* Given instruction *
Copy every line of the listing exactly.

* Extracted information *

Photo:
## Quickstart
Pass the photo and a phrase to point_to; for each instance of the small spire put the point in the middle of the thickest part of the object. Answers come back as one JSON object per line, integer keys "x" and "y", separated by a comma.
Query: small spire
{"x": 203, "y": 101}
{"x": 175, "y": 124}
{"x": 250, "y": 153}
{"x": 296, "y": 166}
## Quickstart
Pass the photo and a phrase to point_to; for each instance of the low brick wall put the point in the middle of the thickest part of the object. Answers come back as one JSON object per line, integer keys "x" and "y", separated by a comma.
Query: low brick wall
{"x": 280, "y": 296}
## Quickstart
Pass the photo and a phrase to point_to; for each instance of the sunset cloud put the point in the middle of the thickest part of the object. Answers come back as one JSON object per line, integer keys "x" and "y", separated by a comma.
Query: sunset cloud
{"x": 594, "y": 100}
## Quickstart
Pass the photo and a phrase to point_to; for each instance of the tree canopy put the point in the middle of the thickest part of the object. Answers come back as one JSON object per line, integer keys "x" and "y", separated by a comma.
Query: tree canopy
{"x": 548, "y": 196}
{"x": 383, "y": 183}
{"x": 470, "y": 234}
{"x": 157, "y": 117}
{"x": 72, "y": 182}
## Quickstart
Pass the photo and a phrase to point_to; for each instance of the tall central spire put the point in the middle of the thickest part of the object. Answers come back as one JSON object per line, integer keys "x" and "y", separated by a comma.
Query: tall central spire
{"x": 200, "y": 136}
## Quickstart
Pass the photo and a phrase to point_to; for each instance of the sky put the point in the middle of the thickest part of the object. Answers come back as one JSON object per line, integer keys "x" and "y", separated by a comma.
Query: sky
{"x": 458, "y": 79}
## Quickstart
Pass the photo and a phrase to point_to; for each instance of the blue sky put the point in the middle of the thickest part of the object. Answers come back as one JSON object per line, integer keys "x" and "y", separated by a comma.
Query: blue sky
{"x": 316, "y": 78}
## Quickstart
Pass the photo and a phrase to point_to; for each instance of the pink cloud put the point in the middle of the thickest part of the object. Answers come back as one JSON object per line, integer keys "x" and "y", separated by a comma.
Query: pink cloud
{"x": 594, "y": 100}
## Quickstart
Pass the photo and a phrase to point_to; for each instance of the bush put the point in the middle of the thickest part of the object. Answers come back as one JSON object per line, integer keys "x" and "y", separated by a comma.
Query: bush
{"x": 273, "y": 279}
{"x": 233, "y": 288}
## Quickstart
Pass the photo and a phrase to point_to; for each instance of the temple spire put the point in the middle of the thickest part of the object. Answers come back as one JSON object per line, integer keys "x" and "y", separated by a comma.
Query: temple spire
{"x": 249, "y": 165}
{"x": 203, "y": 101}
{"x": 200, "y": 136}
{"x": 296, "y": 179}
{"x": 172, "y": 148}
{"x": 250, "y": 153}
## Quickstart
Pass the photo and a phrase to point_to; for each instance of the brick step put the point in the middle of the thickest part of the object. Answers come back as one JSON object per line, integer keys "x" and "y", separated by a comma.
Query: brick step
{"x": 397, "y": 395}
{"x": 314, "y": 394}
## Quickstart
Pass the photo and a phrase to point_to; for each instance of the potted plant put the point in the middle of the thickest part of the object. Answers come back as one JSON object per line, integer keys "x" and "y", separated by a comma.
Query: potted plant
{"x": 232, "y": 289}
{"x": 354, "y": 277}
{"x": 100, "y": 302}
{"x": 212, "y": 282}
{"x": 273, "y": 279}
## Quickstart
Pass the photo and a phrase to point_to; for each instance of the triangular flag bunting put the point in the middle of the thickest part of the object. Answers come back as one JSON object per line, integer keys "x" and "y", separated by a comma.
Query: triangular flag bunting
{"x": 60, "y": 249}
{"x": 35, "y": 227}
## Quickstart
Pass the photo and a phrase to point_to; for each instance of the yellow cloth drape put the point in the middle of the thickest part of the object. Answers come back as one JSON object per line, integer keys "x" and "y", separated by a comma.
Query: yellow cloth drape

* The result *
Photo:
## Quickstart
Pass the photo and a phrase to point_to; for each instance of the small spire put the point in the middle of the thickest part of the object. Answers come back as one JSON object per line, integer keys "x" and "y", separated by a comma.
Query: small spire
{"x": 203, "y": 101}
{"x": 175, "y": 124}
{"x": 250, "y": 153}
{"x": 296, "y": 166}
## Quickstart
Pass the photo and a phrase to point_to; for each instance of the low brick wall put the point in the middle of the thickest part of the object. Answers come back as one JSON object per line, integer keys "x" and "y", separated by a comma.
Query: low brick wall
{"x": 280, "y": 296}
## Quickstart
Pass the photo and a phrase to point_to; for each instance of the sunset cloud put the point in the middle of the thickest part of the object. Answers come back as one JSON object per line, integer keys "x" and "y", separated by a comma.
Query: sunset cloud
{"x": 594, "y": 100}
## Quickstart
Pass the photo and a phrase to point_to; for each instance of the tree canopy put the point in the middle of the thickest part of the object. Answers come back as one JSON object per line, integer keys "x" and "y", separated by a comma.
Query: tree canopy
{"x": 548, "y": 196}
{"x": 383, "y": 183}
{"x": 470, "y": 234}
{"x": 157, "y": 117}
{"x": 72, "y": 182}
## Quickstart
Pass the photo and a phrase to point_to; for each instance of the tall central spire put the point in the middle of the thickest part of the object. Answers come back as one JSON object per line, integer keys "x" and "y", separated by a comma.
Query: tall central spire
{"x": 200, "y": 136}
## Quickstart
Pass the photo and a phrase to point_to; for each instance of the sky put the point in the middle of the thickest part of the object. Answers come back as one JSON object per line, integer keys "x" and "y", separated by a comma.
Query: sky
{"x": 458, "y": 79}
## Quickstart
Pass the photo and a phrase to point_to; for each instance of the blue sky put the point in the middle of the thickest part of the object. Answers come back as one JSON object per line, integer keys "x" and "y", separated by a comma.
Query: blue sky
{"x": 316, "y": 78}
## Quickstart
Pass the photo and a phrase to point_to; for each instance of the pink cloud put the point in the middle of the thickest part of the object. Answers come back as one JSON object per line, integer keys "x" and "y", separated by a comma.
Query: pink cloud
{"x": 594, "y": 100}
## Quickstart
Pass the photo and a phrase to point_to; for each instance of the bush put the point in the middle of the thickest part of the object. Answers come back as one JSON object per line, integer keys "x" and "y", separated by a comma.
Query: bush
{"x": 273, "y": 279}
{"x": 233, "y": 288}
## Quickstart
Pass the photo and a phrase to point_to; for each instance of the temple spire put the point in the middle of the thickest part of the object. Answers come back as one JSON object per line, integer keys "x" and "y", separated by a comma.
Query: temple spire
{"x": 249, "y": 165}
{"x": 203, "y": 101}
{"x": 200, "y": 136}
{"x": 296, "y": 179}
{"x": 172, "y": 148}
{"x": 250, "y": 153}
## Quickstart
Pass the photo and a phrase to point_to; for each instance of the brick step put the point in the middle of the thickest part of the object. Answers come back as one JSON object per line, integer keys "x" and "y", separated by a comma.
Query: brick step
{"x": 397, "y": 395}
{"x": 314, "y": 394}
## Quickstart
Pass the photo and a phrase to point_to; for each instance of the potted plant put the point in the middle of the thickest part of the object. Answers come back as one JSON object per line, integer keys "x" and "y", separated by a comma.
Query: potted plant
{"x": 232, "y": 289}
{"x": 354, "y": 277}
{"x": 100, "y": 302}
{"x": 212, "y": 282}
{"x": 273, "y": 279}
## Quickstart
Pass the photo and a phrase to point_to; for each instance of the triangular flag bunting put the point in the middle of the thickest part of the object. Answers come back as one JSON object per line, integer keys "x" and "y", separated by a comma.
Query: triangular flag bunting
{"x": 60, "y": 249}
{"x": 35, "y": 227}
## Quickstart
Pass the photo and a phrase to point_to; for each instance of the yellow cloth drape put the point in the middle of the thickest part of the object. Answers come back as one JSON object per line, integer keys "x" and "y", separated by a comma.
Query: yellow cloth drape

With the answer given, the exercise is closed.